June 29, 2007

My brother the bomber

For some reason, I translated my usual question of whether he thought what his brother had done was "good" or "bad"—he had said that it was a terrible thing several times—and instead asked him whether he thought 7/7 was halal (permitted) or haram (forbidden) in Islam. Only when a look of stunned surprise come over Gultasab's face did I realise that I must have been asking him an entirely different question. After a brief pause, he replied. "No comment."

Here, it seemed, was the perfect example of the division between two worldviews—secular ethics and an embattled Islamic faith. How long had Gultasab managed to function with these two conflicting positions fighting within him? Everyday morality told him that his brother had committed a cold-blooded act of terror, while his own Islamic theology told him that there was no clear answer and maybe his brother was a hero. How many thousands of young British Muslims are similarly conflicted?

This is a question that Peter Clarke, the head of Scotland Yard's counterterrorism unit, is still trying to answer. After three further suspects from the Beeston area were charged this April with being involved in helping to plot 7/7, Clarke held a press conference in which he accused some West Yorkshire Muslims of keeping information from the police. "I firmly believe that there are other people who have knowledge of what lay behind the attacks," said Clarke. "Knowledge that they have not shared with us. In fact, I don't only believe it. I know it for a fact."


How do you agree with two opposing points of view?

Last night on Question Time someone asked if Tony doing the Middle east peace envoy thing would cause a headache for Gordon Brown. Piers Morgan said:

"If it wasn't laughable I'd cry...It is outrageous that we have just accepted that he is doing it...People over there will think- Thats the guy who's going to bring peace to the middle east? The guy who just killed all our Muslim brothers and sisters?"

Later The evil Howard (of all people) said:

"I welcome this appointment...Tony Blair just may be the man to persuade president Bush to take part in this. If he is prepared to learn from mistakes in the past...and exert his influence to the maximum, he is a guy Bush will listen to."

I agree with both these points of view.

June 28, 2007


For your viewing pleasure, I'm going to have to dig around to put a date to this but as you'll see from the dialogue it was the first time I set foot in the mosque in two years or so filming outside. The guy accosting me for not accepting Islam was OK with me most of the time and visited one of the squats I lived in with his brother once. He ediited the Supporters of Shareeah website. I was touched how the other guy stood up for me. You can see the energy about him, I didn't realise he was recently released from Belmarsh.


June 27, 2007


Much as I have tried to get on the "Bliar" tip, it just don't work with me and I must admit I'm going to miss him though it'd be nice if he had said something about these rendition flights before he did a runner eh?

Ten years.

I remember ten years ago, one of my only clear memories. I was squatting with some junkies in Dalston. I watched Tony's “A new day has dawned has it not”. I saw Billy Bragg at the Respect festival in Hyde park saying “I can retire now!”

(Challenges)
1. Sum up the blog page in three sentences.
2. Decide whether each statement agrees with the blog page: (a) Gultasab answered the halal-or-haram question with "No comment." (b) Peter Clarke said he only suspected that others held knowledge of the attacks. (c) Ten years earlier the writer was squatting in Dalston. Answer yes or no for each, quoting the words of the blog page that decide it.
3. Continue the blog page from its last sentence.

(Records)
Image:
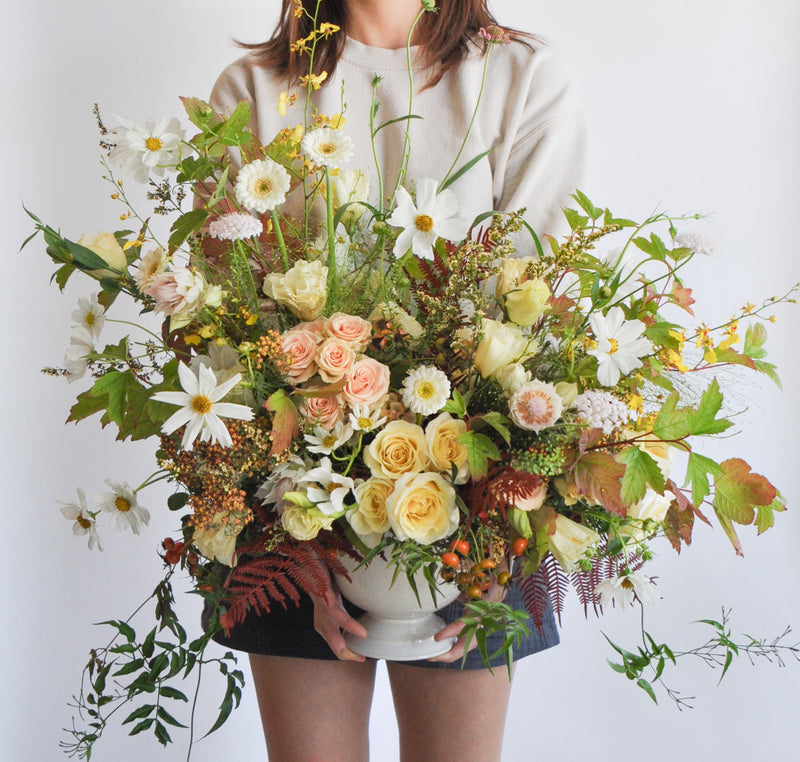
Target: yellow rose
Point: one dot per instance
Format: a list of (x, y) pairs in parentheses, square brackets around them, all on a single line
[(304, 523), (501, 344), (368, 518), (442, 436), (423, 508), (571, 542), (527, 302), (303, 289), (399, 448), (106, 247)]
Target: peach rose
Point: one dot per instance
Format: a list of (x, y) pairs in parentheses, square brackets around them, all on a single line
[(301, 345), (335, 358), (399, 448), (354, 330), (368, 382), (422, 508), (442, 436)]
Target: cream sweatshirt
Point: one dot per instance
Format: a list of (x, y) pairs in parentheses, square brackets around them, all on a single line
[(529, 112)]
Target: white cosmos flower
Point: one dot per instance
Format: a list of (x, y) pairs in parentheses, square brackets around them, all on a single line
[(619, 345), (76, 358), (83, 518), (327, 489), (141, 150), (432, 217), (327, 147), (425, 390), (324, 441), (90, 315), (261, 185), (121, 503), (624, 588), (362, 418), (201, 408)]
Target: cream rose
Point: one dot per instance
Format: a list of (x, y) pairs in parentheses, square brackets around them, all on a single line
[(304, 523), (303, 289), (571, 542), (422, 508), (444, 448), (528, 302), (399, 448), (500, 345), (368, 382), (369, 518), (301, 347), (354, 330), (106, 247)]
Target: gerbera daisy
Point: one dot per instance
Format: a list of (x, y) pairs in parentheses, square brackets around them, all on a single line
[(84, 519), (261, 185), (141, 150), (425, 390), (619, 345), (432, 217), (536, 406), (201, 409), (121, 503), (327, 147)]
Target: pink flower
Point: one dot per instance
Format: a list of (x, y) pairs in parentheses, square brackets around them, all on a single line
[(324, 411), (354, 330), (301, 345), (334, 359), (368, 382), (535, 406)]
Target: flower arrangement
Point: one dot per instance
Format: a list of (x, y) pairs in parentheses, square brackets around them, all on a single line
[(336, 375)]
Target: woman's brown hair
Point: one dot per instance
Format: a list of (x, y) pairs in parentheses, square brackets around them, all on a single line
[(445, 37)]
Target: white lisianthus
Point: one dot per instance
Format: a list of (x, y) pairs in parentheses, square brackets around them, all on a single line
[(201, 407), (619, 345), (327, 147), (432, 217), (303, 288), (261, 185), (425, 390), (141, 150), (121, 503)]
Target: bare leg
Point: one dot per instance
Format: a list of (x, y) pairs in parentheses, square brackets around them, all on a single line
[(444, 713), (314, 711)]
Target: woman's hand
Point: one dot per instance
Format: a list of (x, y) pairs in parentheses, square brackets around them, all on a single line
[(331, 620)]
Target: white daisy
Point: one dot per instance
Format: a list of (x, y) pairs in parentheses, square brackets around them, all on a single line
[(327, 147), (366, 420), (432, 217), (261, 185), (624, 588), (148, 266), (235, 226), (141, 150), (201, 409), (324, 441), (327, 489), (76, 358), (90, 315), (619, 345), (83, 518), (121, 503), (425, 390)]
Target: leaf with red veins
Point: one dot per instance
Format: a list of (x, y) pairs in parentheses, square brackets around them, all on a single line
[(599, 476)]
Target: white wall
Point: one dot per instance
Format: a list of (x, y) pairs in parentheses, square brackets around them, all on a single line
[(692, 105)]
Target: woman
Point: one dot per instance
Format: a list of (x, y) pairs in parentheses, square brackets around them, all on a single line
[(314, 693)]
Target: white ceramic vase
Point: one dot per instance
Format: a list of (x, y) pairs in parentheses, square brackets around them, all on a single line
[(399, 628)]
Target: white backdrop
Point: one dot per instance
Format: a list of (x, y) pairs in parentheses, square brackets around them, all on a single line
[(692, 105)]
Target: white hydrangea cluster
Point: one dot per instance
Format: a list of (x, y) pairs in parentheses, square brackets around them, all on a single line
[(602, 410)]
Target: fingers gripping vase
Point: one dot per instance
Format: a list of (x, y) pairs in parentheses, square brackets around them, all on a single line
[(399, 627)]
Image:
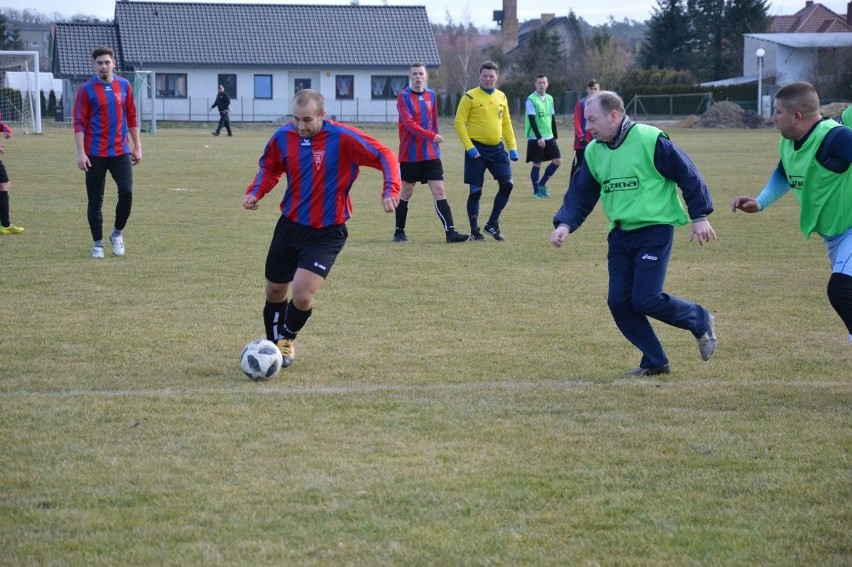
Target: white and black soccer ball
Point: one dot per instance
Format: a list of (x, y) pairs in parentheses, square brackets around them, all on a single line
[(261, 360)]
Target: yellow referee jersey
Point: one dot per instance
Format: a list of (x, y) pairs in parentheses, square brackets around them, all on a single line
[(485, 118)]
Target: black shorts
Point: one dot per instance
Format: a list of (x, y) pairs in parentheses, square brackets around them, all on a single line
[(549, 152), (297, 246), (421, 171)]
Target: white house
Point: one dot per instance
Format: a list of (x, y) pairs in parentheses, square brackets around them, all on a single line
[(178, 53)]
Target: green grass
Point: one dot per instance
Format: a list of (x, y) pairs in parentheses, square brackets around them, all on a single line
[(449, 405)]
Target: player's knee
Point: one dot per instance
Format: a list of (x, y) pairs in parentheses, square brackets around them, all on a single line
[(839, 290)]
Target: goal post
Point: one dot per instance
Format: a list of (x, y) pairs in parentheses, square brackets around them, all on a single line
[(20, 88), (143, 93)]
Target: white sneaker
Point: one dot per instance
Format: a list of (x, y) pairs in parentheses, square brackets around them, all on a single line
[(117, 245)]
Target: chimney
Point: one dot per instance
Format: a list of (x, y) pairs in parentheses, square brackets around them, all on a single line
[(510, 25)]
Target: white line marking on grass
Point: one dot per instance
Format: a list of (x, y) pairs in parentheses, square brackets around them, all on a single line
[(250, 388)]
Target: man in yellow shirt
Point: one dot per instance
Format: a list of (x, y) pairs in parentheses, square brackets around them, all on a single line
[(485, 130)]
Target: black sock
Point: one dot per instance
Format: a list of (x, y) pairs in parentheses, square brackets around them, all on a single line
[(294, 320), (444, 213), (4, 208), (273, 315), (401, 215)]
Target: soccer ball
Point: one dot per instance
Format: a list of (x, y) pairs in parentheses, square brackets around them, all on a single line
[(261, 360)]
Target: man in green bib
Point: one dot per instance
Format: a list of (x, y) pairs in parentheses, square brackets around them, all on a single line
[(816, 166), (540, 130), (634, 170)]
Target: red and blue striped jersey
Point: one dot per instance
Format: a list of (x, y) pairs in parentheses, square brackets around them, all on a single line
[(418, 125), (321, 170), (103, 112)]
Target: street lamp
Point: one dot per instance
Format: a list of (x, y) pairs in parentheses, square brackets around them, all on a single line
[(760, 53)]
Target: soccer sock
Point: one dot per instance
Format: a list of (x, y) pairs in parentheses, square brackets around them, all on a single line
[(4, 208), (501, 199), (443, 209), (401, 214), (294, 320), (534, 173), (473, 206), (548, 173), (272, 315)]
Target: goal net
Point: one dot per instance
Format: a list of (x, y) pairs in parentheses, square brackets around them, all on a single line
[(20, 84)]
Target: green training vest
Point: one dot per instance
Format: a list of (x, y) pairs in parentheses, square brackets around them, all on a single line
[(825, 196), (543, 113), (633, 193)]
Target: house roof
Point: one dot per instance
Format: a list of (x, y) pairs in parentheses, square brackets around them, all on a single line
[(77, 42), (273, 34), (529, 27), (806, 40), (813, 18)]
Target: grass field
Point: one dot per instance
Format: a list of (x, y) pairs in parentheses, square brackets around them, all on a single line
[(449, 404)]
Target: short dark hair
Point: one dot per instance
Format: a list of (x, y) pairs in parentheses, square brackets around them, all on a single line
[(306, 95), (608, 101), (103, 50), (489, 65), (799, 96)]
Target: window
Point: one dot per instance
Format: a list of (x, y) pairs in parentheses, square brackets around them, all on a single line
[(171, 85), (344, 86), (387, 86), (263, 86), (228, 81), (299, 84)]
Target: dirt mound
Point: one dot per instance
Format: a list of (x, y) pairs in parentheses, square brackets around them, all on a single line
[(833, 110), (728, 114)]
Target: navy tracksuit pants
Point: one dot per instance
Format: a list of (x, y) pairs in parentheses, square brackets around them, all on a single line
[(637, 261)]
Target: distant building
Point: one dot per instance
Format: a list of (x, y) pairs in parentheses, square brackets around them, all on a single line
[(813, 18), (358, 57)]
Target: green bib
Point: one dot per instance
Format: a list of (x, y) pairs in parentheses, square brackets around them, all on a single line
[(543, 112), (633, 193), (825, 196)]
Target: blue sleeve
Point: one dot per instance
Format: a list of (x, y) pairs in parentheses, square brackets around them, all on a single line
[(583, 194), (835, 152), (776, 187), (674, 164)]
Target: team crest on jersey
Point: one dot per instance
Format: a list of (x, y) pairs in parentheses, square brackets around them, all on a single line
[(620, 184)]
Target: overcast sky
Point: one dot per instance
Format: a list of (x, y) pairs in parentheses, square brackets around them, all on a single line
[(479, 12)]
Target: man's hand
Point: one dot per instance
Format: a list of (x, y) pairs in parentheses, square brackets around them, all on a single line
[(558, 236), (250, 202), (746, 204), (703, 231)]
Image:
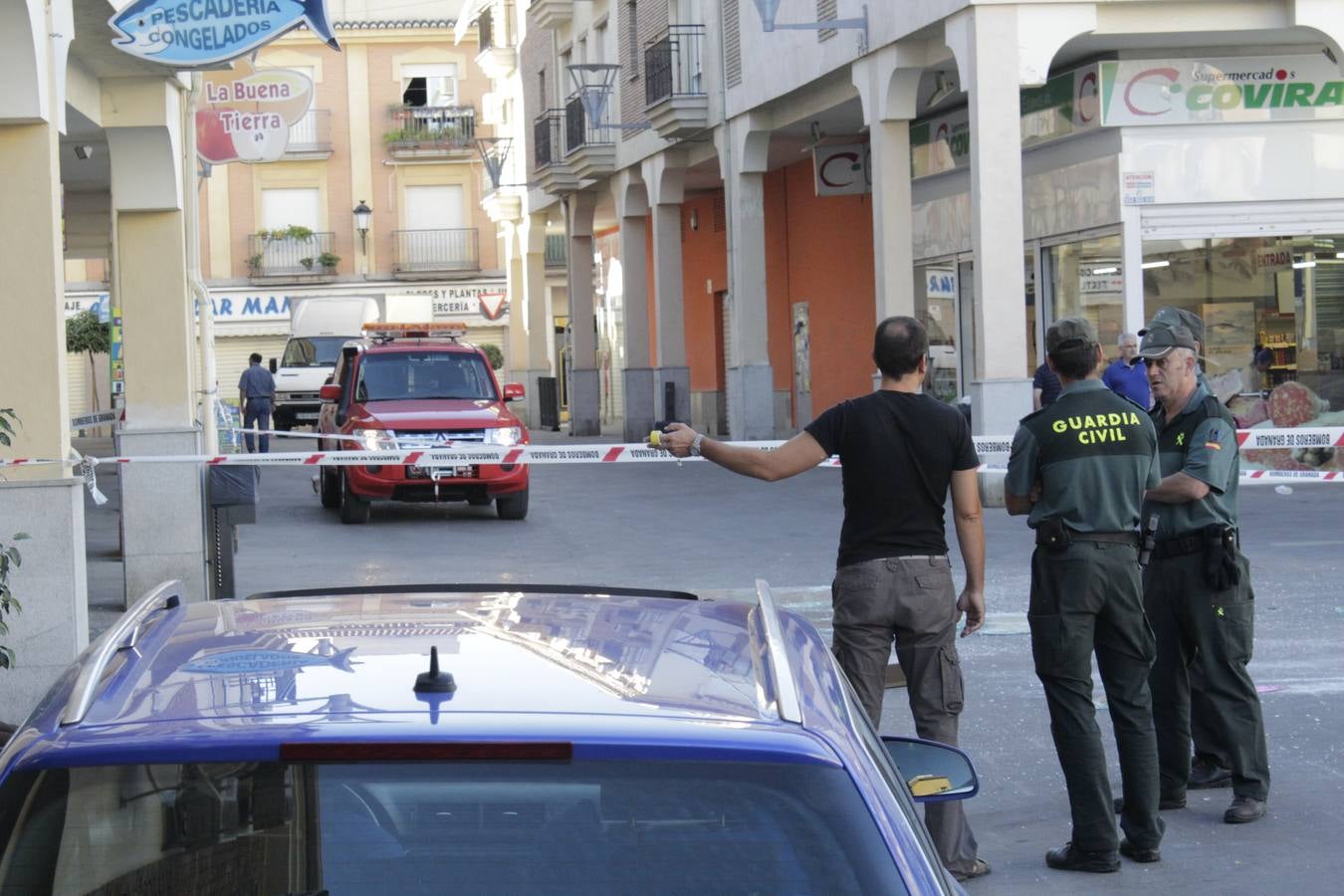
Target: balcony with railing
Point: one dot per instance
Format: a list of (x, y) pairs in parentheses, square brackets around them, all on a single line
[(281, 257), (433, 253), (553, 171), (311, 135), (430, 130), (588, 149), (498, 54), (675, 96), (552, 14)]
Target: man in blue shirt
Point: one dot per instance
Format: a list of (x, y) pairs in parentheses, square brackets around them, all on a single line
[(257, 395), (1129, 381)]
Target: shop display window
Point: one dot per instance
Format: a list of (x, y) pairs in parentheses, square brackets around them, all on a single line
[(1086, 280), (1273, 312)]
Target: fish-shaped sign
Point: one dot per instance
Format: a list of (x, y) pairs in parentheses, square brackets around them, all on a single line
[(190, 34), (231, 662)]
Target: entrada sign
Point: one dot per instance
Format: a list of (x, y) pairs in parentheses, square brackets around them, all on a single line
[(191, 34), (1185, 92)]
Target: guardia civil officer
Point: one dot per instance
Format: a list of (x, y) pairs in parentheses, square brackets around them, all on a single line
[(1079, 468), (1198, 585), (1210, 766)]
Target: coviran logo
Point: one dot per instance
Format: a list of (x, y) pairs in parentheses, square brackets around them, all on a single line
[(1228, 91)]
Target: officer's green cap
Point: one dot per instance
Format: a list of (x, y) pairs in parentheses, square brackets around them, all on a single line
[(1159, 341), (1171, 316), (1067, 332)]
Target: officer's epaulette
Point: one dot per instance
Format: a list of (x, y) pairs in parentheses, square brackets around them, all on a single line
[(1032, 414)]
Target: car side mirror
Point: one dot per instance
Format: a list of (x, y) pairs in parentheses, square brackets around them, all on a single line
[(932, 770)]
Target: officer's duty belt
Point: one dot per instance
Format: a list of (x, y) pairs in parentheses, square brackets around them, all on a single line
[(1112, 538), (1182, 546)]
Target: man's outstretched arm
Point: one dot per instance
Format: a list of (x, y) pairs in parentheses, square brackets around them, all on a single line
[(797, 454), (971, 539)]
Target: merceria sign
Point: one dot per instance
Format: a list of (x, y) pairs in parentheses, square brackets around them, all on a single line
[(1183, 92), (190, 34)]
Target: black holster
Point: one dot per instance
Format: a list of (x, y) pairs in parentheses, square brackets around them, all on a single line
[(1052, 535), (1221, 569)]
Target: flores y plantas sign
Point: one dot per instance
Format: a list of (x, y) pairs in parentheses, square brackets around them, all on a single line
[(1247, 89)]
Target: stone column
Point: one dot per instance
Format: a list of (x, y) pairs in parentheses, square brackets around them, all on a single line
[(584, 387), (535, 312), (43, 501), (161, 506), (632, 210), (742, 154), (664, 176), (984, 41)]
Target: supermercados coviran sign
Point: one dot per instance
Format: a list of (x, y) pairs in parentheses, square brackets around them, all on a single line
[(188, 34), (1244, 89)]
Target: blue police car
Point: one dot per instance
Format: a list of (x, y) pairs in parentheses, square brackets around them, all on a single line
[(464, 739)]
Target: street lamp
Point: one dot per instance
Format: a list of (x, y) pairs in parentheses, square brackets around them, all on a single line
[(361, 215), (768, 10)]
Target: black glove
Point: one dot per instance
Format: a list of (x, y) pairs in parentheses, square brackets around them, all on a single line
[(1221, 569)]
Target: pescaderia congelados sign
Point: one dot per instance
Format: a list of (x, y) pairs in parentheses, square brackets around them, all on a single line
[(1238, 89), (190, 34)]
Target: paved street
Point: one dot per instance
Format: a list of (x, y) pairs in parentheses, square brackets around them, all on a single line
[(702, 530)]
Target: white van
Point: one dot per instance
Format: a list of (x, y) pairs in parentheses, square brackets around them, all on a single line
[(318, 330)]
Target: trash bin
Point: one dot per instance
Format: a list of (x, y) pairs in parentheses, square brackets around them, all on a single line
[(231, 500), (549, 402)]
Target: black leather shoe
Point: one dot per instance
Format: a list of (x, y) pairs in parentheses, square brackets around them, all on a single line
[(1206, 776), (1139, 853), (1164, 803), (1070, 858), (1244, 808)]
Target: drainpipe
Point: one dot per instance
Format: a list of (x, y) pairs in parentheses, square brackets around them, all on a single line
[(199, 292)]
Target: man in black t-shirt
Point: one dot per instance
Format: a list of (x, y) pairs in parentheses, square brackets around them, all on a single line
[(901, 452)]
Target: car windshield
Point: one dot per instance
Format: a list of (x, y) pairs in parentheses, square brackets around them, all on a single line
[(312, 350), (580, 826), (423, 375)]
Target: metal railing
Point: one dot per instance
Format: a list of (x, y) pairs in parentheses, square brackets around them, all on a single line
[(548, 131), (433, 250), (578, 130), (672, 65), (285, 256), (557, 250), (430, 127), (312, 131)]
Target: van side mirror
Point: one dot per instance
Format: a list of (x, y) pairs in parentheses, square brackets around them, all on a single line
[(932, 770)]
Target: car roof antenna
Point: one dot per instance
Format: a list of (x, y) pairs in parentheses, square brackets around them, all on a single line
[(434, 681)]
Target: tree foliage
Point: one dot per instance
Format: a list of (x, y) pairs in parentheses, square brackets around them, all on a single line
[(495, 354)]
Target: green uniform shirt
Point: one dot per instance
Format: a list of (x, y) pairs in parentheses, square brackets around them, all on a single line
[(1093, 452), (1201, 442)]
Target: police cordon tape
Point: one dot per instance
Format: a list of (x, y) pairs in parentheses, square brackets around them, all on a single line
[(628, 453)]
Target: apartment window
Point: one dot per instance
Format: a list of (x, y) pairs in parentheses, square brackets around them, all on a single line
[(433, 85), (632, 38)]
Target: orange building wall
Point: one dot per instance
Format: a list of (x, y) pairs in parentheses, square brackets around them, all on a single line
[(822, 257), (705, 257)]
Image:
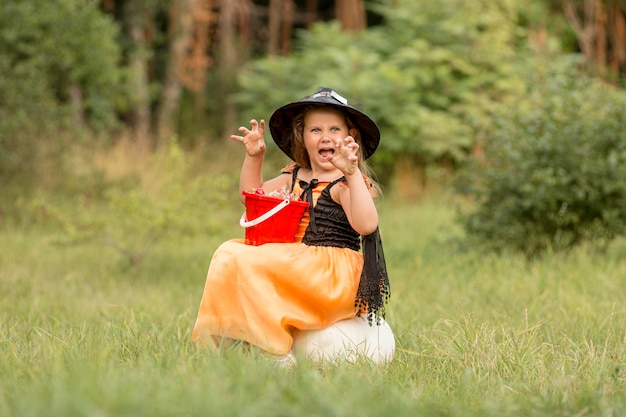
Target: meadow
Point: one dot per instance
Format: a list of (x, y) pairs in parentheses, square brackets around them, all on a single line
[(83, 333)]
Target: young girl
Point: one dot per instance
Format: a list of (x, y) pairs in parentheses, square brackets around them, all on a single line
[(266, 295)]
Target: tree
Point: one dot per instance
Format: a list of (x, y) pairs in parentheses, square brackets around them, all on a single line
[(60, 72), (430, 76), (600, 27)]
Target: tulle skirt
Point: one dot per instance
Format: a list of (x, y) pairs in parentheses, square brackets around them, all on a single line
[(262, 294)]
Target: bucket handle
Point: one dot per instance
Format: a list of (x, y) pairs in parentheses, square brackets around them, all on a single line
[(244, 223)]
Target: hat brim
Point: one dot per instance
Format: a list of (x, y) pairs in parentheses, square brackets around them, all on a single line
[(281, 124)]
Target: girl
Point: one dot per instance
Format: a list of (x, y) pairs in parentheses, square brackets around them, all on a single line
[(270, 294)]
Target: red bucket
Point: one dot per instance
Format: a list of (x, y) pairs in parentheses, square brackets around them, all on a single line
[(271, 219)]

(Results for the exercise)
1. In the first post, the writer asks Gultasab whether 7/7 was halal or haram in Islam, gets "No comment," and wonders how many young British Muslims share his conflict. Peter Clarke of Scotland Yard then says he knows for a fact that some people have knowledge of what lay behind the attacks and have not shared it. Later posts have the writer agreeing with both Piers Morgan's and Howard's opposing views on Tony Blair as Middle East peace envoy, sharing a clip filmed on the writer's first visit to the mosque in about two years, and recalling squatting in Dalston ten years earlier while watching Tony's "A new day has dawned has it not."

2.
(a) Yes: "After a brief pause, he replied. "No comment.""
(b) No: "In fact, I don't only believe it. I know it for a fact."
(c) Yes: "I was squatting with some junkies in Dalston."

3.
I remember a huge fever gripped me for a week which ended in a night of sweating, tossing and turning, scrapping the sweat off myself with my bed sheet. I remember how the bed sheet stank in the morning with an inhuman satanic smell and how I thought it was 18 years of Tory rule coming out through my skin. I celebrated my recovery with a toot of scag which, with nothing in my stomach was the only time I actually got a good effect from the stuff.

I remember bounding down the road and accosting a couple of passing Policemen.

“Do you think things are going to change now?” I asked them.

A bit taken aback one of them scratched his chin.”I don't know. How do you mean?”

“I mean between YOU LOT and US.”

Not knowing what to say they sort of On your way laddie'd me a bit. I was optimistic for a long while, thinking that Blair was speaking with a voice that outclassed any Politician.

I remember the horror as pretty early on I realised he was going to drag us into Iraq. I remember the concrete blocks going up round parliament and thinking someone somewhere thinks we are less safe because of all this.

I remember how it motivated me to start filming what was happening here, and also clearly led me on a mission to befriend grass roots US Republicans. I think Tony has hugely let us down, but that is a human result of this "vote for me" game which is beyond any human capabilities.
The Rise and Fall of Tony Blair seemed to show the good points as well as the frightening elements of Blairs "Vision thing". It caught his horrifying journey from Muslim hero in Kosovo to Islamic hate figure today. Rory Bremners My Part in His Downfall was also fantastic. Try to see both if you have a chance. Talking about chances I've got to wish Tony well in Palestine. Ireland is far from sorted, but people aren't bombing each other. I reckon Tony wants this for Palestine and for himself. The right combination of universal interest and self interest, when people realise what is really in their interest is going to sort it out for all of us and we've all got everything to play for.

Last words on Blair today from Rachel from North London

June 24, 2007

Hey, I can be skeptical about a Police state but I'm not a Muslim

If this is not a Police State, what is one? A foreigner in this country is a synonym for a criminal; a second class citizen. The facts speak for themselves and changing the name of things or giving them the cover of the law doesn’t changes their reality.

or an immigrant.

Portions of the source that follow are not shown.